Work out how many lines in the data below include "white", then reply with that number only.

-- Opening Marker --

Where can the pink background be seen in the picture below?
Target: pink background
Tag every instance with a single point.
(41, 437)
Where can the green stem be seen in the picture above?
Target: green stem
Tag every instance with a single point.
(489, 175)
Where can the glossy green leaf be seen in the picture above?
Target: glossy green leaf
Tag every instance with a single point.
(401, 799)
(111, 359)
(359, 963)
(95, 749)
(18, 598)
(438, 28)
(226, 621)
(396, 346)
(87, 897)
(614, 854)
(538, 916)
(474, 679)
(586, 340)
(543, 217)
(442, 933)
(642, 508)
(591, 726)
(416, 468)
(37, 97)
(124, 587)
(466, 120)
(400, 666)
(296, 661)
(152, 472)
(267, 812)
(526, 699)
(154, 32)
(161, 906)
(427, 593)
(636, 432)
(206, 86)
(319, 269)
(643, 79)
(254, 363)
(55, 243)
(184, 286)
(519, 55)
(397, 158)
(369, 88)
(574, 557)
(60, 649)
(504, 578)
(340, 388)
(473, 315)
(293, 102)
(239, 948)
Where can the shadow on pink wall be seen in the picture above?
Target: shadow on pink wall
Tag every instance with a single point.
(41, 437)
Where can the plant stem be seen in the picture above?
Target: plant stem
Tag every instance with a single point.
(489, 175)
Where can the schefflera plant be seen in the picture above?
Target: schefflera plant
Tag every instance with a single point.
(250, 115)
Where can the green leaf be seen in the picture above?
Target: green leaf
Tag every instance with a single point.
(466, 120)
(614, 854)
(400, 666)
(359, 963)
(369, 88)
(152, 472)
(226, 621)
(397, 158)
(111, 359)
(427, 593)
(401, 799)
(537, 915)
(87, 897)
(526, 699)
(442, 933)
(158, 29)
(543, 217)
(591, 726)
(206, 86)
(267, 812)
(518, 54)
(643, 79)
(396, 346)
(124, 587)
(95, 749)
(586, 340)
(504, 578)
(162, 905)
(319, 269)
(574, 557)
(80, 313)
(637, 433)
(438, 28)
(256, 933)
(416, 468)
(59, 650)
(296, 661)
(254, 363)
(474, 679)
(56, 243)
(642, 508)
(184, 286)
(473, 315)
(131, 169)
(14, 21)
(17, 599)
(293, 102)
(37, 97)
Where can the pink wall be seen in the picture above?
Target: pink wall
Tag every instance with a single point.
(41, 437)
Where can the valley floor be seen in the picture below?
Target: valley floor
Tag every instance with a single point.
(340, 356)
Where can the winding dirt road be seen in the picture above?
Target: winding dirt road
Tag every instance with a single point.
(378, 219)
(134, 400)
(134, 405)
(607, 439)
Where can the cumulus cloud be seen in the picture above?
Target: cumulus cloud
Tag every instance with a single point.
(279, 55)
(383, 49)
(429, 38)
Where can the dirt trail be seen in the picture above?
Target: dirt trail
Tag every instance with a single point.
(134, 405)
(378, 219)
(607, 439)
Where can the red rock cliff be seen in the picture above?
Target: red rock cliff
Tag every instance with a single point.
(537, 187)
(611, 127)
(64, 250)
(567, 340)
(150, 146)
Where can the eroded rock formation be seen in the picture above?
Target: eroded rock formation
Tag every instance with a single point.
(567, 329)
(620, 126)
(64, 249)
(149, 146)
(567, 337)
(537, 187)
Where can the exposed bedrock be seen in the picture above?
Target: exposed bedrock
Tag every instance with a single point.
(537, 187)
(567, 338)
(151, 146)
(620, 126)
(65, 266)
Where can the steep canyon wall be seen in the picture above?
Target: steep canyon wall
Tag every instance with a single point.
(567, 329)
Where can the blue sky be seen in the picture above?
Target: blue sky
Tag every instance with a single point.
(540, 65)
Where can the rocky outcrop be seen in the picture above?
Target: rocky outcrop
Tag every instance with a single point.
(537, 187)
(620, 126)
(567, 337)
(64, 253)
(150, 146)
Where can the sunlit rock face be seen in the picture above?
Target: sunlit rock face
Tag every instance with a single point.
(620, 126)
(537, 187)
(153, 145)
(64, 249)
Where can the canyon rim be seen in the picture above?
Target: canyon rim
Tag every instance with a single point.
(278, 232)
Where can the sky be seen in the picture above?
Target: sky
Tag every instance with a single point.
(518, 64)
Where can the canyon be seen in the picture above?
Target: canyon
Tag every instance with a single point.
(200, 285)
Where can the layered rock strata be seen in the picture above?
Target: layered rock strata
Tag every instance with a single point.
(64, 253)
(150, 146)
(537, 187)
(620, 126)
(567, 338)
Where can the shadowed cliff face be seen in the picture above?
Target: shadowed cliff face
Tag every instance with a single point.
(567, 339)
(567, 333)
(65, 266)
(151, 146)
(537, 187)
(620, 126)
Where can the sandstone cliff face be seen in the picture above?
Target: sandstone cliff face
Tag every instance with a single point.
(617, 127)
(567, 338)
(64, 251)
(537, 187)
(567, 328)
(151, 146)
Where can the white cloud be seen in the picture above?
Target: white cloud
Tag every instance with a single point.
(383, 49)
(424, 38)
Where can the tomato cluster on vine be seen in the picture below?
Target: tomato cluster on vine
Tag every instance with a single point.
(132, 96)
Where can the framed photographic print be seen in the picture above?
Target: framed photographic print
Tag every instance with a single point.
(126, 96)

-- Closing Marker --

Expected answer:
2